- [Excerpted text]:
▼▼▼

When Mike Burns signed a contract extension in 2019, he assumed the document’s language wouldn’t have any major changes. On closer inspection, though, the Gophers men’s gymnastics coach saw something he didn’t expect.
“They said, ‘Oh, by the way, you should be aware of this new language we put in here, about the possibility of the program being cut,’ ” Burns said. “I don’t know if I was shocked, or surprised, or what. Certainly, it was a bit of a foreshadowing of what might come.”
Burns’s three-year extension included a “program elimination” clause, saying his employment would automatically end if the U decided to cut men’s gymnastics. While the school’s recent plan to eliminate three sports caught many by surprise, the U has put the program elimination language into seven head coaches’ contracts since 2019.
Sarah Hopkins (women’s cross-country), Michele Redman (women’s golf), Piper Ritter (softball), Justin Smith (men’s golf), Alicea Strodel (rowing) and Geoff Young (men’s tennis) also have the clause in their contracts. If the U decides to cut the sport — which the contract states the school can do “in its sole discretion” — the contract and the coach’s employment will automatically end 120 days after the decision becomes effective. No buyout will be paid.
Gophers athletic director Mark Coyle announced last month that men’s track and field, gymnastics and tennis would be eliminated after this season. Coyle cited financial problems, which were heightened by the pandemic, and Title IX compliance issues. The U’s Board of Regents is expected to vote on the cuts at a Friday meeting.
In response to questions about the clauses, Coyle issued a statement through a spokesman saying the language is now a standard part of some contracts.
“Starting in summer 2019, for Olympic sports, our practice has been to include the clause in new contracts and contracts up for renewal,” Coyle’s statement said. “And our intent is to continue this practice.”

▲▲▲

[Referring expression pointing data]
▼▼▼

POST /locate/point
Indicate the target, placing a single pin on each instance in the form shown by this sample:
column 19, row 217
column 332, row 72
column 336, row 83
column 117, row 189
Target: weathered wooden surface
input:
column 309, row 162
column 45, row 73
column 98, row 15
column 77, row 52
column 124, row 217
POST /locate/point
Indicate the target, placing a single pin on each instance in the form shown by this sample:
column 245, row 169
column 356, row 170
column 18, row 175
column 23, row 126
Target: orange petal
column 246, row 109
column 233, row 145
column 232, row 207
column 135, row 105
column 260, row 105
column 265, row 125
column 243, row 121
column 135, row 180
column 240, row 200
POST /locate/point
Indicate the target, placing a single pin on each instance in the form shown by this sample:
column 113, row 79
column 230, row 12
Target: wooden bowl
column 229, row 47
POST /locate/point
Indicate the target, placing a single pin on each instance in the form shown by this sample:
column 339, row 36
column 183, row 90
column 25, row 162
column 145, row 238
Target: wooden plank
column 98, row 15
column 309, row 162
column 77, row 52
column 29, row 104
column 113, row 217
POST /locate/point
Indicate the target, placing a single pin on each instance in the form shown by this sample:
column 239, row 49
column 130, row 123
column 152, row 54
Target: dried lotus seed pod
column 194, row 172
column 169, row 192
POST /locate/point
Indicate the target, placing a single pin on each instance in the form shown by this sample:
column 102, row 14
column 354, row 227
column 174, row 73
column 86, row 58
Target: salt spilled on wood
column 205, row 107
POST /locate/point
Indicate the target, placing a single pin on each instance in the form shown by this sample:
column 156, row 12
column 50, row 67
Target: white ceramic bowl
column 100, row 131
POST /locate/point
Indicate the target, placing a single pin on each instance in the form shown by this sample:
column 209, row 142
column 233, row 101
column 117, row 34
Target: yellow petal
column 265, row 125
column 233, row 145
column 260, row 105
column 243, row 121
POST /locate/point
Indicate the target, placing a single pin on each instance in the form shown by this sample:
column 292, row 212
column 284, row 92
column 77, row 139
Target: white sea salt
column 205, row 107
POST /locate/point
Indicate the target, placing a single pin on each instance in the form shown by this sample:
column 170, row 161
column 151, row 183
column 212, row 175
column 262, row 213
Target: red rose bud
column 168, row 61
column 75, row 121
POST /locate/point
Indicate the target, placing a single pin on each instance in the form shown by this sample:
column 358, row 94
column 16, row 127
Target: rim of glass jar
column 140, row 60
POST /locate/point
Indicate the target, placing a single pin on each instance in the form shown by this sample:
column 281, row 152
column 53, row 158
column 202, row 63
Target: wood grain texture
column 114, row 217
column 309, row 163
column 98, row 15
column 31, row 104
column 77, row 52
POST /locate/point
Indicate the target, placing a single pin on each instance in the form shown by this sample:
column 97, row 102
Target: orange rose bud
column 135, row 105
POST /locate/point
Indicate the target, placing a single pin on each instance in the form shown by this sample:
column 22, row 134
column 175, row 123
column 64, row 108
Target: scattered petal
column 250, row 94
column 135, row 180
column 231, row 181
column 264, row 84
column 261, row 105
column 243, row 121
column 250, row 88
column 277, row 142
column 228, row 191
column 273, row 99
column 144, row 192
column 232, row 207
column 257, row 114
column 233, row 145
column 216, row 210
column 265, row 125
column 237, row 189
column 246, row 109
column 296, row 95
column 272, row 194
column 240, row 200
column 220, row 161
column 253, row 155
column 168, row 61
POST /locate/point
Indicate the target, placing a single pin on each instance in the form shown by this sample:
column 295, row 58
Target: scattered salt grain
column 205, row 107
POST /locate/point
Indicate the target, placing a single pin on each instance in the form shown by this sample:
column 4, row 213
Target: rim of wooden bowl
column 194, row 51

▲▲▲

- [Work to complete]:
1. Summarize the article on the Gophers coaching contracts in two sentences.
2. Extend the article on the Gophers coaching contracts past its final paragraph.
None of this data is needed for the tasks.

- [Results for each task]:
1. Since 2019, the U has added a "program elimination" clause to seven head coaches' contracts, including that of men's gymnastics coach Mike Burns, so that a coach's employment ends without a buyout 120 days after a decision to cut the sport takes effect. Athletic director Mark Coyle, who announced that men's track and field, gymnastics and tennis would be eliminated because of financial problems and Title IX compliance issues, said the clause is now included in new and renewed Olympic-sport contracts and will continue to be.

2.
If the three sports are discontinued, Burns and Young would end their tenures 120 days after the conclusion of the 2020-21 season. Both of their contracts are scheduled to run through June 9, 2022. Director of track and field Matt Bingle — whose 2018 contract extension does not include the clause — would not be affected, since he is head coach for both the Gophers men’s and women’s teams.
All the coaches who have a program elimination clause signed their contracts in 2019 or ’20. Several Gophers coaches who signed extensions in the same time period do not have the clause, including P.J. Fleck (football), Richard Pitino (men’s basketball), Lindsay Whalen (women’s basketball), Bob Motzko (men’s hockey) and Hugh McCutcheon (volleyball).
In a letter to University of Minnesota President Joan Gabel and the Board of Regents, attorney Andrew Miltenberg cited the program elimination clauses as evidence the U “appears to have been secretly planning [the sports cuts] since before the COVID-19 pandemic.” Miltenberg, whose firm has been retained by several current and former Gophers athletes, demanded in the Oct. 2 letter that the Regents vote no on the resolution to eliminate the sports.
Miltenberg argues that there is no reason to include the program elimination clause in some contracts, other than “to reflect the University’s unspoken intent to cancel certain teams in the near future.” By not disclosing those plans to athletes, he wrote, the U engaged in “fraudulent and bad-faith conduct.”
If the sports are eliminated, Miltenberg said legal action could be taken.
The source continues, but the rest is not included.